__Your task__. Copy out the records word for word, starting at the line that contains "of the oven" and running through the end of the records, with both ends included.
======== Source records ========
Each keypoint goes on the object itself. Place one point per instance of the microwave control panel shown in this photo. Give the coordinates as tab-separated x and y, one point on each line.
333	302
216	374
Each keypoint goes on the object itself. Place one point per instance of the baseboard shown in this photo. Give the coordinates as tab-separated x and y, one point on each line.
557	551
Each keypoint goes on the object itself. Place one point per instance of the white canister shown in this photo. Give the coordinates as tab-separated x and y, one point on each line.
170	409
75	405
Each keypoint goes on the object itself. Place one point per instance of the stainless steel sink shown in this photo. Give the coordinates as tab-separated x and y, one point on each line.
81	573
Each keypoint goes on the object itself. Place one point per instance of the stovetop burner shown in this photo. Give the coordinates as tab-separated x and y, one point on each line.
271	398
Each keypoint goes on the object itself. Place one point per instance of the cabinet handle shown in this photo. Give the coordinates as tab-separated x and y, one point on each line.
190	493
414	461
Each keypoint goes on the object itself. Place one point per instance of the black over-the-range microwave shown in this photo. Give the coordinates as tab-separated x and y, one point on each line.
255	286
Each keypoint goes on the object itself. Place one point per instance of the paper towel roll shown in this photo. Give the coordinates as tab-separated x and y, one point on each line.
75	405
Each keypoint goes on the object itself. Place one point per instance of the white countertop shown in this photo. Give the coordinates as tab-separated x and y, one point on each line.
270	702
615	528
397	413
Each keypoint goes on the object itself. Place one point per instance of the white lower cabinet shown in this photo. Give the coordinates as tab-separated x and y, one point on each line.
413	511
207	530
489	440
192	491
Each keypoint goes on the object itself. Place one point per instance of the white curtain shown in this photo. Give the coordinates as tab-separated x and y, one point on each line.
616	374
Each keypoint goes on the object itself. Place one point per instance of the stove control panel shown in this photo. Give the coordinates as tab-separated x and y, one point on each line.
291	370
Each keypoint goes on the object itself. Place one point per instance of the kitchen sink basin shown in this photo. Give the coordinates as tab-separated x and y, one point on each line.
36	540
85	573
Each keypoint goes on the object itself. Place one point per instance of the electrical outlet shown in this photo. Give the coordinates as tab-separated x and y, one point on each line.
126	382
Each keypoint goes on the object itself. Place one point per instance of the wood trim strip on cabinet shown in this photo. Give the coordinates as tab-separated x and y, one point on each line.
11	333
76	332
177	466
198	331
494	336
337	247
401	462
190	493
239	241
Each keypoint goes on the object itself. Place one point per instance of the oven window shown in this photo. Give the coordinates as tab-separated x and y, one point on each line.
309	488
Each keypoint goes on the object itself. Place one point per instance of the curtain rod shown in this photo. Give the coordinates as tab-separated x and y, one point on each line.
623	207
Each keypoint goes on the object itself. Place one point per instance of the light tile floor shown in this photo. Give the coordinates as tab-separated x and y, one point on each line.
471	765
========
__Correct output__.
Each keypoint goes on the object itself. Place one point per instance of the oven window shown in this photo. Give the coordinates as tab-separated x and y, one point on each line.
309	488
Each keypoint goes on the object itself. Place one point per instance of the curtain rod shown in this photo. Give the coordinates as tab-separated x and y, one point on each line.
623	207
Each keypoint goes on the object itself. Place one point per instance of the light tile floor shown in this photo. Give the coordinates as tab-separated x and y, one point on each line.
471	765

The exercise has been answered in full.